## WRITTEN TASK
Output the data below in full, byte for byte. Nothing may differ.

Stored items
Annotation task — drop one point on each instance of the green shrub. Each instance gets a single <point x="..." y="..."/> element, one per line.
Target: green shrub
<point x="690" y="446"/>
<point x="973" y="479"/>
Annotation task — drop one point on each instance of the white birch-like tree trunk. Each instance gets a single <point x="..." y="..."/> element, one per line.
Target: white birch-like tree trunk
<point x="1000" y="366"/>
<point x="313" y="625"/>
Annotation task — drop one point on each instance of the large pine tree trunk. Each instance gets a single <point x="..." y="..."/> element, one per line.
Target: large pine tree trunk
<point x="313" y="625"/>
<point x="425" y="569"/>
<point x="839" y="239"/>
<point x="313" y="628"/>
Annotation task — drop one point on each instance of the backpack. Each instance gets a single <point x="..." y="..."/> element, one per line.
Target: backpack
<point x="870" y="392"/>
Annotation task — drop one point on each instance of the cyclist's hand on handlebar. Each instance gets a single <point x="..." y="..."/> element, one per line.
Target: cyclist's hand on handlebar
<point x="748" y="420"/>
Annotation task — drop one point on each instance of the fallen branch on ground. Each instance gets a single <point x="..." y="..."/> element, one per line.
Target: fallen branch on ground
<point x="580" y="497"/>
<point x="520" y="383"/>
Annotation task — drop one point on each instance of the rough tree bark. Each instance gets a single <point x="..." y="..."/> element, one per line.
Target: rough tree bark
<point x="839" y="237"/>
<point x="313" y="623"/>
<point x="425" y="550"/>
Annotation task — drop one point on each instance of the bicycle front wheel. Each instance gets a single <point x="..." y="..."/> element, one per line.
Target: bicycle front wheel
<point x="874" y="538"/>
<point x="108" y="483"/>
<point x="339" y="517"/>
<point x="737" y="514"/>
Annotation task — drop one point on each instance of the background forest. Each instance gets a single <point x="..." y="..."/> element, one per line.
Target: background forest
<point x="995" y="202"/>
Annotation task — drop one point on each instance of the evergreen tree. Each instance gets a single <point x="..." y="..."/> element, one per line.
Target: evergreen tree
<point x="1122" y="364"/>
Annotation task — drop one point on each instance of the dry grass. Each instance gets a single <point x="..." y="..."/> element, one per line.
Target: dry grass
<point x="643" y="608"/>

## PROBLEM SOLUTION
Annotation task — drop one point on each instance of the green shrub. Each instance gets a single <point x="..." y="..."/> element, one per line.
Target: green shrub
<point x="690" y="446"/>
<point x="973" y="479"/>
Annotation task — drop one point on each instance of the white birch-like tree trunk. Each instance gets a single <point x="..." y="..."/> element, one per line.
Target: white birch-like tree trunk
<point x="1000" y="366"/>
<point x="313" y="625"/>
Annotation task — drop one point on each instance of the large pine tree trunk. Each instance gets a single <point x="..." y="..."/> element, one per line.
Target: large pine tree trunk
<point x="313" y="625"/>
<point x="425" y="569"/>
<point x="839" y="239"/>
<point x="313" y="628"/>
Annotation task — drop one point on each instance of the backpack. Each instance gets a single <point x="..." y="..."/> element, one per line.
Target: backpack
<point x="870" y="392"/>
Annotation task — drop one point on each instance of the cyclist's hand on handlebar. Each instance gets a single <point x="..." y="..."/> element, one per line.
Target: cyclist's hand on handlebar
<point x="748" y="420"/>
Annotation task — drop one point on each instance of the fallen branch on ground. Each instance gets a single <point x="..." y="..."/> element, one per line.
Target: fallen branch on ground
<point x="580" y="497"/>
<point x="520" y="383"/>
Annotation task — drop one point on each instance of the rough tree bark. Each instance gets a single <point x="..." y="..."/> element, one per line.
Target: rough tree bark
<point x="839" y="237"/>
<point x="313" y="623"/>
<point x="425" y="550"/>
Annotation task — drop one point on each instance of the bicycle front wheel. Each instance gets a single <point x="..." y="..."/> element, one per line.
Target: bicycle front wheel
<point x="874" y="538"/>
<point x="108" y="483"/>
<point x="339" y="517"/>
<point x="737" y="514"/>
Annotation task — drop one point on each instance of the background forest. Each instance gets a single <point x="..." y="..."/> element, one per line.
Target: background forest
<point x="995" y="202"/>
Annotation task — drop one point on each instance of the evergreen tree. Each instance gets a single <point x="..." y="..."/> element, one per line.
Target: evergreen tree
<point x="1122" y="364"/>
Annotation task — drop one point on each instance of the dry grass. Each instance gets a single <point x="..." y="..."/> element, one per line.
Target: dry grass
<point x="643" y="608"/>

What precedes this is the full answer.